[Records contained in a dataset]
▼

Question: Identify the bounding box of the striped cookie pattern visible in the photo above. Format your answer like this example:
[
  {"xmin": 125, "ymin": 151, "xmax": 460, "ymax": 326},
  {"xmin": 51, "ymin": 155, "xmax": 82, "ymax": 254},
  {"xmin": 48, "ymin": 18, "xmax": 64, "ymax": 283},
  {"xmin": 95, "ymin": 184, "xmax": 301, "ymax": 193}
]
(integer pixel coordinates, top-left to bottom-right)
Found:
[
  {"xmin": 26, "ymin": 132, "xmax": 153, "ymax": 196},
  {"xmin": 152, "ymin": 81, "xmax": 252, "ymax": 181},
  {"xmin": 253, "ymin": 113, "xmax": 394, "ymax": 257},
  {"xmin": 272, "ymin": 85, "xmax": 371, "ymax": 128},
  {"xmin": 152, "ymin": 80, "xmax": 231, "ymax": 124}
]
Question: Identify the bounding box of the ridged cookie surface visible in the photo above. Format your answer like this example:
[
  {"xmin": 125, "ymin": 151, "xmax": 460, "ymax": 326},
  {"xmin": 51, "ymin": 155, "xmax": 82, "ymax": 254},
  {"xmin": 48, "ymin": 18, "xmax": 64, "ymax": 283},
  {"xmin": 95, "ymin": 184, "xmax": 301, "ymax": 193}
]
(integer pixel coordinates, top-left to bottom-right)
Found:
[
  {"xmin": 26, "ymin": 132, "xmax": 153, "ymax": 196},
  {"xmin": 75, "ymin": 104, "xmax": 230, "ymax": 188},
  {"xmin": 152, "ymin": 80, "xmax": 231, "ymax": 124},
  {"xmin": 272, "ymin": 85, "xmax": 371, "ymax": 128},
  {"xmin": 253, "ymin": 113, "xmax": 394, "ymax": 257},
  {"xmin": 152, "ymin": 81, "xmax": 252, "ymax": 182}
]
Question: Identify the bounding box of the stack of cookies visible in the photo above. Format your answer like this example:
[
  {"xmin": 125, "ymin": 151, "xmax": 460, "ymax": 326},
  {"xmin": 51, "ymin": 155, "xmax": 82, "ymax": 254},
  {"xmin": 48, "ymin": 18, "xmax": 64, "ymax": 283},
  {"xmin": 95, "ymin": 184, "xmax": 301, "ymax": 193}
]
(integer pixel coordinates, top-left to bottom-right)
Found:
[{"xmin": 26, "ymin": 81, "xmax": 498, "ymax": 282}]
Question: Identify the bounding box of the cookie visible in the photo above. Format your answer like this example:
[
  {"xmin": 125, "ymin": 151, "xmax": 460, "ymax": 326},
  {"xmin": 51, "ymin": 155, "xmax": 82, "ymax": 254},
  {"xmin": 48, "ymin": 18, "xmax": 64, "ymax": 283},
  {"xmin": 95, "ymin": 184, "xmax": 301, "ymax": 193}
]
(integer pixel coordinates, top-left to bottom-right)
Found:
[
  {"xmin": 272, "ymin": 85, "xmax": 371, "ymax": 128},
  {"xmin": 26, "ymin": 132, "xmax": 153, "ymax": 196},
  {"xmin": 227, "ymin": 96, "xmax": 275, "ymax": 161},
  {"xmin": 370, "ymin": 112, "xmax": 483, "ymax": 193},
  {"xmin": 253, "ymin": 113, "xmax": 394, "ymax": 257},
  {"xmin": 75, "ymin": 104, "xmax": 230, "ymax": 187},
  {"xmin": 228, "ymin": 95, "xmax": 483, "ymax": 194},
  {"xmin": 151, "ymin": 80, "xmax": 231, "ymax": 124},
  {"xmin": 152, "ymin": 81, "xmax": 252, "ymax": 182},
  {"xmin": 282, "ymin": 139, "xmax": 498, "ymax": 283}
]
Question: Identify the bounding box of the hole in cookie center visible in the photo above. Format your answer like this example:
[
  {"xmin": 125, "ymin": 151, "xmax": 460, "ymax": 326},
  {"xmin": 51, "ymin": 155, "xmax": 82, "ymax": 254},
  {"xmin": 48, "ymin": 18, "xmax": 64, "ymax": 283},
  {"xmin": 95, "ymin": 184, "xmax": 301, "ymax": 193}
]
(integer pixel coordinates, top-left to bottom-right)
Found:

▲

Action item =>
All of the entries, from the first line to the last, should be duplicated exactly.

Task answer =>
Question: Identify the bounding box of the striped cookie pattern visible in the photo above. Format your answer like this example:
[
  {"xmin": 125, "ymin": 151, "xmax": 460, "ymax": 326},
  {"xmin": 51, "ymin": 155, "xmax": 82, "ymax": 254},
  {"xmin": 48, "ymin": 18, "xmax": 64, "ymax": 283},
  {"xmin": 95, "ymin": 184, "xmax": 301, "ymax": 193}
]
(integer pixel coordinates, top-left to bottom-right)
Found:
[
  {"xmin": 26, "ymin": 132, "xmax": 153, "ymax": 196},
  {"xmin": 152, "ymin": 81, "xmax": 252, "ymax": 181},
  {"xmin": 253, "ymin": 113, "xmax": 394, "ymax": 257},
  {"xmin": 272, "ymin": 85, "xmax": 371, "ymax": 128},
  {"xmin": 152, "ymin": 80, "xmax": 231, "ymax": 124}
]
Question: Identify the bounding box of the ridged cookie surface visible in the photo above. Format your answer like this example:
[
  {"xmin": 125, "ymin": 151, "xmax": 460, "ymax": 326},
  {"xmin": 51, "ymin": 155, "xmax": 82, "ymax": 254},
  {"xmin": 48, "ymin": 18, "xmax": 64, "ymax": 283},
  {"xmin": 95, "ymin": 184, "xmax": 301, "ymax": 193}
]
(integer pixel coordinates, top-left to bottom-right)
Found:
[
  {"xmin": 26, "ymin": 132, "xmax": 153, "ymax": 196},
  {"xmin": 75, "ymin": 104, "xmax": 230, "ymax": 188},
  {"xmin": 152, "ymin": 80, "xmax": 231, "ymax": 124},
  {"xmin": 272, "ymin": 85, "xmax": 371, "ymax": 128},
  {"xmin": 253, "ymin": 113, "xmax": 394, "ymax": 257},
  {"xmin": 152, "ymin": 81, "xmax": 252, "ymax": 182}
]
Question: Identify the bounding box of the stack of cookies visible in the photo above. Format your answer like this example:
[
  {"xmin": 125, "ymin": 151, "xmax": 460, "ymax": 326},
  {"xmin": 51, "ymin": 155, "xmax": 82, "ymax": 254},
  {"xmin": 48, "ymin": 18, "xmax": 64, "ymax": 283},
  {"xmin": 95, "ymin": 184, "xmax": 301, "ymax": 193}
]
(integer pixel coordinates, top-left to bottom-right)
Found:
[{"xmin": 26, "ymin": 81, "xmax": 498, "ymax": 282}]
Question: Identify the bounding box of the cookie visible in the photo above. Format your answer like this example:
[
  {"xmin": 125, "ymin": 151, "xmax": 460, "ymax": 326},
  {"xmin": 51, "ymin": 155, "xmax": 82, "ymax": 254},
  {"xmin": 48, "ymin": 18, "xmax": 64, "ymax": 283},
  {"xmin": 95, "ymin": 184, "xmax": 301, "ymax": 193}
]
(integer pixel coordinates, top-left to bottom-right)
Found:
[
  {"xmin": 272, "ymin": 85, "xmax": 371, "ymax": 128},
  {"xmin": 26, "ymin": 132, "xmax": 153, "ymax": 196},
  {"xmin": 227, "ymin": 96, "xmax": 275, "ymax": 161},
  {"xmin": 370, "ymin": 112, "xmax": 483, "ymax": 193},
  {"xmin": 253, "ymin": 113, "xmax": 394, "ymax": 257},
  {"xmin": 75, "ymin": 104, "xmax": 230, "ymax": 187},
  {"xmin": 228, "ymin": 95, "xmax": 483, "ymax": 194},
  {"xmin": 151, "ymin": 80, "xmax": 231, "ymax": 124},
  {"xmin": 152, "ymin": 81, "xmax": 252, "ymax": 182},
  {"xmin": 282, "ymin": 139, "xmax": 498, "ymax": 283}
]
Question: Identify the bounding box of the hole in cookie center visible in the photo above. Format your answer like this example:
[
  {"xmin": 125, "ymin": 151, "xmax": 460, "ymax": 326},
  {"xmin": 51, "ymin": 155, "xmax": 82, "ymax": 254},
  {"xmin": 48, "ymin": 18, "xmax": 64, "ymax": 283},
  {"xmin": 95, "ymin": 184, "xmax": 301, "ymax": 193}
]
(integer pixel coordinates, top-left to bottom-right)
Found:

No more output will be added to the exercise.